_Page text_
The Mystery “Streaker” in the Garden

Clothing Can Send A Message

When my family was young, dressing for church on Resurrection Sunday (Easter) was a day for spring dresses, suits and ties.  I remember trying to scrape some money together in the early 70’s, just so daddy’s little girls could venture out to the shopping malls and pick out that special dress.

We may not dress for Easter in the way we used to…but, we do send out signals with our clothing.  We do communicate what we feel about ourselves and, we send signals regarding our self-image.

Uniforms Can Identify Authority–

We wear clothes to tell others who we are and what we are about.

My dad was a San Diego Fire Department Captain.  When he wore his firefighter slicks, get out of his way so he could do what he must.

If I were to stand in the middle of a busy street today, holding my hand up to stop traffic, chances are…I would be hit and killed by an auto.  But put on a police uniform and do the same hand motion…traffic would come to a halt because they would recognize the authority of the uniform.

Some people communicate with their clothes of not just who they are but who they hope to become.

“Dress for Success” Idea

There are groups available to serve jobless people, offering not just counseling, but also business suits and tailored dresses.  My folks always told me, “If you are going out on an interview…look the part.”

So, what does our clothing have to do with this week’s Scripture message?

AN INTRIGUING LITTLE FOOTNOTE IN MARK’S GOSPEL –

This footnote comes during that stormy scene in the 14th Chapter, when in dark Gethsemane:  JESUS prayed alone because His closest friends for the past three years would not stay alert–the betrayer’s kiss, the arrest, a brief scuffle, and–what distressing words!

“Then [His disciples], forsaking Him,

fled, all [of them]”  (Mark 14:50 AMP).

BUT NOW COMES THE INTRIGUING FOOTNOTE – Mark 14:51-52 English Standard Version (ESV):

MARK 14:50-51
MARK 14:50-51 [Bible Iliad The Naked Young Man @ Alpha]

51  And a young man followed him (Jesus), with nothing but a linen cloth about his body.  And they seized him,  52 but he left the linen cloth and ran away naked.

After the descriptive narrative, the story continues:  trials and denials, prisoner releases and floggings, mocking and parading, and, in the end, CRUCIFIXION.  DEATH.  Dramatic death,  DARKNESS and death.

_Tasks_
1. The devotional on clothing and Mark's Gospel names a series of events that come after the descriptive narrative. List each of them, up to and including the crucifixion.
2. Carry on the devotional on clothing and Mark's Gospel from its final sentence.

_Material shown_
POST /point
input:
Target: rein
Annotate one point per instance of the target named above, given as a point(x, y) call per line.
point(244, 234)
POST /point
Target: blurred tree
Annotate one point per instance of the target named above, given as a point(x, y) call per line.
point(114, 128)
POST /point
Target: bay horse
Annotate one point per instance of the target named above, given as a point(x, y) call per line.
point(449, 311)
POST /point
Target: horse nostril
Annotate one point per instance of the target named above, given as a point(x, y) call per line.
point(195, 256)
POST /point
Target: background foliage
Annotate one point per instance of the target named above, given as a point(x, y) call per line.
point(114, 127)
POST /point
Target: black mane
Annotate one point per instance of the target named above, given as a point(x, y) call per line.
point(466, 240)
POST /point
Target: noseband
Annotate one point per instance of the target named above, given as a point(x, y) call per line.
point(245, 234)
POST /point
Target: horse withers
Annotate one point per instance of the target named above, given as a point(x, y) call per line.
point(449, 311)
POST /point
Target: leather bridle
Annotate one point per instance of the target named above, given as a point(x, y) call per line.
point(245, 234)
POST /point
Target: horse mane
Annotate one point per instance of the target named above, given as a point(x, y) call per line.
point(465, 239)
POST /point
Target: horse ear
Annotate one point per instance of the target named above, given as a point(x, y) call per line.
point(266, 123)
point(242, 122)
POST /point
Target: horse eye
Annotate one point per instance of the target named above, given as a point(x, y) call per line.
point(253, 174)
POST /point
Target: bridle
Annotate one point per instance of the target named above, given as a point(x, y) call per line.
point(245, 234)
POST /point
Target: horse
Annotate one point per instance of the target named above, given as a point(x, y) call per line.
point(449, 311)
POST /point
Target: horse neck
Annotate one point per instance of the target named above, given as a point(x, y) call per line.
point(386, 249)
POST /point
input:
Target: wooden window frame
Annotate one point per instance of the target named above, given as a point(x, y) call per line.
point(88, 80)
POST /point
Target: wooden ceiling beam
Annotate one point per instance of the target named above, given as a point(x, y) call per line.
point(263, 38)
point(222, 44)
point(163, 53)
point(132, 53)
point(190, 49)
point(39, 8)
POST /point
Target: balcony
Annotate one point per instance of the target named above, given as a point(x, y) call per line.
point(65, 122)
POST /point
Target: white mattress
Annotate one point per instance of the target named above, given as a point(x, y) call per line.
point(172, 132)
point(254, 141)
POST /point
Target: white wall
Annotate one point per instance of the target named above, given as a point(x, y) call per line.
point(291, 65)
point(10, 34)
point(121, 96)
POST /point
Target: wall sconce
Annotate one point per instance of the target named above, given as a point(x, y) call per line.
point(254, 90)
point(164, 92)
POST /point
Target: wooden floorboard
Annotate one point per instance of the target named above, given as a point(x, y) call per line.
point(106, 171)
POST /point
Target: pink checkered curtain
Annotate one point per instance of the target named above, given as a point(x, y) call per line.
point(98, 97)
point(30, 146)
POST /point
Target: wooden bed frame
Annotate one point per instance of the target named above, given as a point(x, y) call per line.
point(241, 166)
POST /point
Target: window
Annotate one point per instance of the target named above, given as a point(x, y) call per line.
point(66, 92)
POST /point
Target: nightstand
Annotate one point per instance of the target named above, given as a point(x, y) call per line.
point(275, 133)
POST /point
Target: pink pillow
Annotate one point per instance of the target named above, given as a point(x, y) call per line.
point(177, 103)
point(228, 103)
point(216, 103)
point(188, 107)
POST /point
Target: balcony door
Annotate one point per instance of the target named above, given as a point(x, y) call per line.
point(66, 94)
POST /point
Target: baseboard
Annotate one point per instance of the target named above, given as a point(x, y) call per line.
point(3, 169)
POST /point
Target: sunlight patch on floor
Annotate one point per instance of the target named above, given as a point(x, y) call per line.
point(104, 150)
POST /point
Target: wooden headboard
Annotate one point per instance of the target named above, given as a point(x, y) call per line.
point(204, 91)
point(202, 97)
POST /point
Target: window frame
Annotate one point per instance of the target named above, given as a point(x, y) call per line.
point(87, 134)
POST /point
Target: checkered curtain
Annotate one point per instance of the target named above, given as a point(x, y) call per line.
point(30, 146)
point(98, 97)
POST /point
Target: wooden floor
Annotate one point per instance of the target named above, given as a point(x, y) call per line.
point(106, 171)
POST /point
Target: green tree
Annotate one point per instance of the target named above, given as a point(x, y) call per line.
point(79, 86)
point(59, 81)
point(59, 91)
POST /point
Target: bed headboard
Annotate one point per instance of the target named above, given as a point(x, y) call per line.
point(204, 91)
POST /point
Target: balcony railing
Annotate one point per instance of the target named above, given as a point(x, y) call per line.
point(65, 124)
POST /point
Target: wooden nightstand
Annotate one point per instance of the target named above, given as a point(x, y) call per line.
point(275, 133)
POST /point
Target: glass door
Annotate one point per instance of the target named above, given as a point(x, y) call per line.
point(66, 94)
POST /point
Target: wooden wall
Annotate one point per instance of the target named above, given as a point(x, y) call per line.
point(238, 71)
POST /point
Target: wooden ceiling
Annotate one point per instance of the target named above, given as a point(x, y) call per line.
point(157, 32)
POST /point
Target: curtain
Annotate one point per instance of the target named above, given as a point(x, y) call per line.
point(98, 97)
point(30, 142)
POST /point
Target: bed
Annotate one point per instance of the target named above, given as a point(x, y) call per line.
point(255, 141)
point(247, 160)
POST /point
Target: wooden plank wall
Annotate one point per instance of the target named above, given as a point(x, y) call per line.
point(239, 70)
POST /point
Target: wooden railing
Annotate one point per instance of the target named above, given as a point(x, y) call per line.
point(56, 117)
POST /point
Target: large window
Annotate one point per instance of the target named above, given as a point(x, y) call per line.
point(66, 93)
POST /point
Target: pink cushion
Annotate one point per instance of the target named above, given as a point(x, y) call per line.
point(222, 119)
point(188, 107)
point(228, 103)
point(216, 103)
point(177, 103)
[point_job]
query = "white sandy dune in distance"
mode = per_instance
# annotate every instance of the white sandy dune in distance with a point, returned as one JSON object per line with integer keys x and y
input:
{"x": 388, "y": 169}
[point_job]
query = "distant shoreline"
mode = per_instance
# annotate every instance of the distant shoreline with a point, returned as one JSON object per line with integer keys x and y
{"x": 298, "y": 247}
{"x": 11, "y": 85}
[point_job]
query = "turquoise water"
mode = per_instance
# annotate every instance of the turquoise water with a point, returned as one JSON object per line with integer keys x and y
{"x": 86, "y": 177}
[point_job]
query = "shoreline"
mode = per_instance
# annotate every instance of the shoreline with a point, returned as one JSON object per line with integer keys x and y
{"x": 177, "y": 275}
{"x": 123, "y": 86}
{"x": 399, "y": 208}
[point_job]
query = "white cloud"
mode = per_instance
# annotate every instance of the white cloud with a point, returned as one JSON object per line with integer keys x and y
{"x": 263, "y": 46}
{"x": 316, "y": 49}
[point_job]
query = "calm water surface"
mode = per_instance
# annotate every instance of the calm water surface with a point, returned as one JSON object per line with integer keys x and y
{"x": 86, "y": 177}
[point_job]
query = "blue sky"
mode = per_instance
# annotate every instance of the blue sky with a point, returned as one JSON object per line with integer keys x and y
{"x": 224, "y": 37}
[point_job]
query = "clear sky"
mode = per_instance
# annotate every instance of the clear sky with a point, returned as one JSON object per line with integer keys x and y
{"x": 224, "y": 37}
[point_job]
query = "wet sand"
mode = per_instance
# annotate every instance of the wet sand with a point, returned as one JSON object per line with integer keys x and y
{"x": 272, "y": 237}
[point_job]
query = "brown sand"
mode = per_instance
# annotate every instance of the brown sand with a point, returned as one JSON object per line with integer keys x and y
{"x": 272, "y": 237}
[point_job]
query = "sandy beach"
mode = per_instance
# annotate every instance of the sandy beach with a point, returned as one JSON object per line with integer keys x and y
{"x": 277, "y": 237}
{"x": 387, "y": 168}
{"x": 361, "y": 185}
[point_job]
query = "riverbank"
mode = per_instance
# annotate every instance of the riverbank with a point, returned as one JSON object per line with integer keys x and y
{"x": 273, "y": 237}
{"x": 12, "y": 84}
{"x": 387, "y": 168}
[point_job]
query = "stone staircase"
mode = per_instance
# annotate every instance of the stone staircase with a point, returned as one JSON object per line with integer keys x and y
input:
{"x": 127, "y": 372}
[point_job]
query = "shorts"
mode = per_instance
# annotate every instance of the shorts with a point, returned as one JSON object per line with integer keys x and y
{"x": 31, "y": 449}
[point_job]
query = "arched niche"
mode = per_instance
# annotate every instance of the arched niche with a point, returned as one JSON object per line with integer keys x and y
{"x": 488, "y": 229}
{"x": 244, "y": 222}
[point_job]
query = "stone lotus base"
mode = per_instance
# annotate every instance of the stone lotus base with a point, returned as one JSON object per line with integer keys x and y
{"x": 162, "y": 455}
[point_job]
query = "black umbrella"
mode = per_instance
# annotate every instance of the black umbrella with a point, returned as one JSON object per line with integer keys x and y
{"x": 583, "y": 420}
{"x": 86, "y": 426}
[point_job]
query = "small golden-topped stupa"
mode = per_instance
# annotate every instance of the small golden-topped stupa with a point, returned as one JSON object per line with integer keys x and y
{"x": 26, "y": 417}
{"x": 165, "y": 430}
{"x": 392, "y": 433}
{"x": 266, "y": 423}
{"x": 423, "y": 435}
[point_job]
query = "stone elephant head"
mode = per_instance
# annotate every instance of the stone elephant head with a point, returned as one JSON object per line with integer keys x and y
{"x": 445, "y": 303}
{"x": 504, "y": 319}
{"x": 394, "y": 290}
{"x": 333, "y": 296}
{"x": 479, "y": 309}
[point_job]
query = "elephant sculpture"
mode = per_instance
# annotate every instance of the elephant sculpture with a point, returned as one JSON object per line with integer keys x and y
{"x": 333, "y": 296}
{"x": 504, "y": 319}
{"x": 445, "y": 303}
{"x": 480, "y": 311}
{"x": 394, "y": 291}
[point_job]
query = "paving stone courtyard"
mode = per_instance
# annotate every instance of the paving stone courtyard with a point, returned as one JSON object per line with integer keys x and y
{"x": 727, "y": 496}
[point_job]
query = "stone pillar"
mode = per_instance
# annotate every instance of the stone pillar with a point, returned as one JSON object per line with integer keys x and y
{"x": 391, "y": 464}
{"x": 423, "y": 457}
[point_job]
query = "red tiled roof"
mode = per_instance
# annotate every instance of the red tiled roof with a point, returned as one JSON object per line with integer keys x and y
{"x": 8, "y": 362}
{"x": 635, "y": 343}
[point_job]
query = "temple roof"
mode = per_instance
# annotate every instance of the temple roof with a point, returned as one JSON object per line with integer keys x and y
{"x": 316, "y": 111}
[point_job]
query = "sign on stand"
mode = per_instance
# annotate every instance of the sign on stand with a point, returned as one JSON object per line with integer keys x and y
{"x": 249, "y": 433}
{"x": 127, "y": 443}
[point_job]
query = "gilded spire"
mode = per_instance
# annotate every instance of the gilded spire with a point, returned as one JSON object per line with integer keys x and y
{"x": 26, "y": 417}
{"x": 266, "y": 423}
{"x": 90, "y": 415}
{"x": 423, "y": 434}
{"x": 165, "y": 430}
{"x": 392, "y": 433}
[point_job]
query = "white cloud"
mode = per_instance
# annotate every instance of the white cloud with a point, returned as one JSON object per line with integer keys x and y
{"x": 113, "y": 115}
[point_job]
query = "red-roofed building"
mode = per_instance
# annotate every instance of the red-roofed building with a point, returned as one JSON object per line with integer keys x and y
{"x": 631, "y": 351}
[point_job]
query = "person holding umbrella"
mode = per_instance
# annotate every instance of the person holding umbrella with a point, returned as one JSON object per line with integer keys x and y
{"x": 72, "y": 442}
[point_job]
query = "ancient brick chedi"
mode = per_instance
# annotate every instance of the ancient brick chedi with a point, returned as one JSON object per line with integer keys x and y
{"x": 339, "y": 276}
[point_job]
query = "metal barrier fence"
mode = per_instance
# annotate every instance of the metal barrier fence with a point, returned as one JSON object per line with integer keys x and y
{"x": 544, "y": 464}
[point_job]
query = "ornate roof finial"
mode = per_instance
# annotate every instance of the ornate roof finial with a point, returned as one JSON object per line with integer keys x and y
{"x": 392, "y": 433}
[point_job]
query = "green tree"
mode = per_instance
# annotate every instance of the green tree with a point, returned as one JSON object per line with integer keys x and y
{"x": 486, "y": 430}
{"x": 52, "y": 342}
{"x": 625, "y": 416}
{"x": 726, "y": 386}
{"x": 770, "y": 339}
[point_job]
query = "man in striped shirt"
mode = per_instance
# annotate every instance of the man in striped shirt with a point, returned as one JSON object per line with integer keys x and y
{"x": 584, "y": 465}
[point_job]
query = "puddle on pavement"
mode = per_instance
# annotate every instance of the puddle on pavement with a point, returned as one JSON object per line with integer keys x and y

_Outputs by task_
1. trials, denials, prisoner releases, floggings, mocking, parading, crucifixion

2.
[More reporting, more investigation is needed.]

THE MYSTERY IS REVEALED –

Here’s the MYSTERY that grabbed my attention.  Why did Mark waste his ink on this certain young man, wearing nothing but linen?  Why tell us about a person who was almost snatched by some soldiers but who pulled out and ran away…NAKED?

But was this really a waste of ink?  Scripture points out:  “Every Scripture is God-breathed and profitable for instruction, for reproof and conviction of sin, for correction of error and discipline in obedience…”  (2 Timothy 3:16).

That said, then who was this young man…what does this mean?  Does his dropped linen cloth send a MESSAGE?

Just as clothing can send messages, and what we wear may send signals, so also what we leave behind marks out a new identity.  What we drop off permits us to become something new.

Who then, was the “STREAKER” skittering through the grove of olive trees?

In study, I found several possibilities, each represents a different way of understanding the “dropped cloth.”  Each of these dropped cloths may fit some of us.

The Possibilities–

Some think that the young man may not be anyone we can name; that he may have come from an affluent family.  LINEN was expensive, and so if he was wearing linen out there in the garden at night, when you might have expected informal clothing, it might suggest he had wealth and wanted to show off.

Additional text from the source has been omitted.